__READING PASSAGE__
● ● ● ●
CET1021 Data Structures and Algorithms with Python

---
## Graph (Part 2)


### Objectives

- Minimum Spanning Tree of Graph
 - Prim's Algorithm
 - Kruskal's Algorithm
---

## Minimum Spanning Tree (MST)
- Recall the definition of spanning tree:
    - Spanning tree is a tree (i.e., connected graph with no cycles) that spans all the vertices of the original graph, while preserving the connectivity of the graph.

Suppose you are given a weighted undirected graph as follow:

![Weighted Spanning Tree](https://i.ibb.co/qDFx0kt/Slide42.png)

We could think of the vertices as houses, and the weights as the distances between them. Suppose you are tasked with supplying all of these houses with some commodity such as water, gas, or electricity. For obvious reasons, you would want to keep the amount of digging and laying of pipes or cable to a minimum. Hence, what is the best pipe or cable layout that has the shortest overall length?

We would have to choose some of the edges to dig along, but not all of them. For example, if we have already chosen the edge between $A$ and $D$, and the one between $B$ and $D$, then there is no reason to also have the one between A and B. More generally, <u>it is clear that we want to avoid cycles</u>. Also, assuming that we have only one feeding-in point (it is of no importance which of the vertices that is), we need the whole layout to be connected.
● ● ● ●
__DATA ENTRIES__
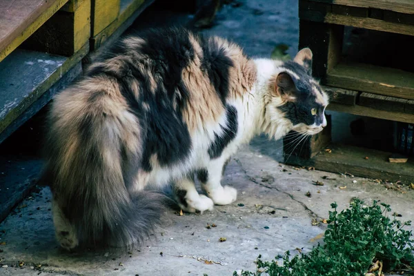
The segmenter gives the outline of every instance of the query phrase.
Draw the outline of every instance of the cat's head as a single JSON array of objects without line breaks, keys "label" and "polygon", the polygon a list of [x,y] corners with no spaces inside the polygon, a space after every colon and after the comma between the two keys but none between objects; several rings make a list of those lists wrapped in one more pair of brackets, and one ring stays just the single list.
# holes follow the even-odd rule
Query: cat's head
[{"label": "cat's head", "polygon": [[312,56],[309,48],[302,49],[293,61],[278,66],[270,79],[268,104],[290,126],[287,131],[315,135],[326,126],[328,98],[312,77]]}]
● ● ● ●
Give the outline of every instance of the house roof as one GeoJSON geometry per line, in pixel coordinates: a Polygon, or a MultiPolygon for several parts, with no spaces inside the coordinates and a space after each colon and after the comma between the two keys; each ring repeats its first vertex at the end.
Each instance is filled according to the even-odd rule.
● ● ● ●
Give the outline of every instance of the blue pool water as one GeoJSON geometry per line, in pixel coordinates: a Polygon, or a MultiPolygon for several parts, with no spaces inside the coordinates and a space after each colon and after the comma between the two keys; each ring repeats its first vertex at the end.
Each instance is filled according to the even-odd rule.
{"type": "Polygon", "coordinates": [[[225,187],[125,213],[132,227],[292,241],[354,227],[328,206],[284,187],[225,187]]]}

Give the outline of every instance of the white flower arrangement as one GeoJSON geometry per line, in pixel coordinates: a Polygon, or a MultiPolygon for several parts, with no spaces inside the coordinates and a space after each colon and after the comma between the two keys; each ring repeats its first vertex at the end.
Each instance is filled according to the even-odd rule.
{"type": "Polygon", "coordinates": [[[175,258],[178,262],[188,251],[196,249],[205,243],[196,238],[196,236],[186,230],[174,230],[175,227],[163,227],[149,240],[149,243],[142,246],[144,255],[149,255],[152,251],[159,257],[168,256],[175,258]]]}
● ● ● ●
__EXERCISES__
a) Write out the part of the spanning tree lesson between "- Recall the" and "of the graph.", inclusive.
b) Please find every line in the rows that contains the string "MultiPolygon", with case counting, and copy each of those lines.
The spanning tree lesson and the rows have nothing to do with each other.

__ANSWERS FOR THE EXERCISE__
a)
- Recall the definition of spanning tree:
    - Spanning tree is a tree (i.e., connected graph with no cycles) that spans all the vertices of the original graph, while preserving the connectivity of the graph.

b)
Give the outline of every instance of the house roof as one GeoJSON geometry per line, in pixel coordinates: a Polygon, or a MultiPolygon for several parts, with no spaces inside the coordinates and a space after each colon and after the comma between the two keys; each ring repeats its first vertex at the end.
Give the outline of every instance of the blue pool water as one GeoJSON geometry per line, in pixel coordinates: a Polygon, or a MultiPolygon for several parts, with no spaces inside the coordinates and a space after each colon and after the comma between the two keys; each ring repeats its first vertex at the end.
Give the outline of every instance of the white flower arrangement as one GeoJSON geometry per line, in pixel coordinates: a Polygon, or a MultiPolygon for several parts, with no spaces inside the coordinates and a space after each colon and after the comma between the two keys; each ring repeats its first vertex at the end.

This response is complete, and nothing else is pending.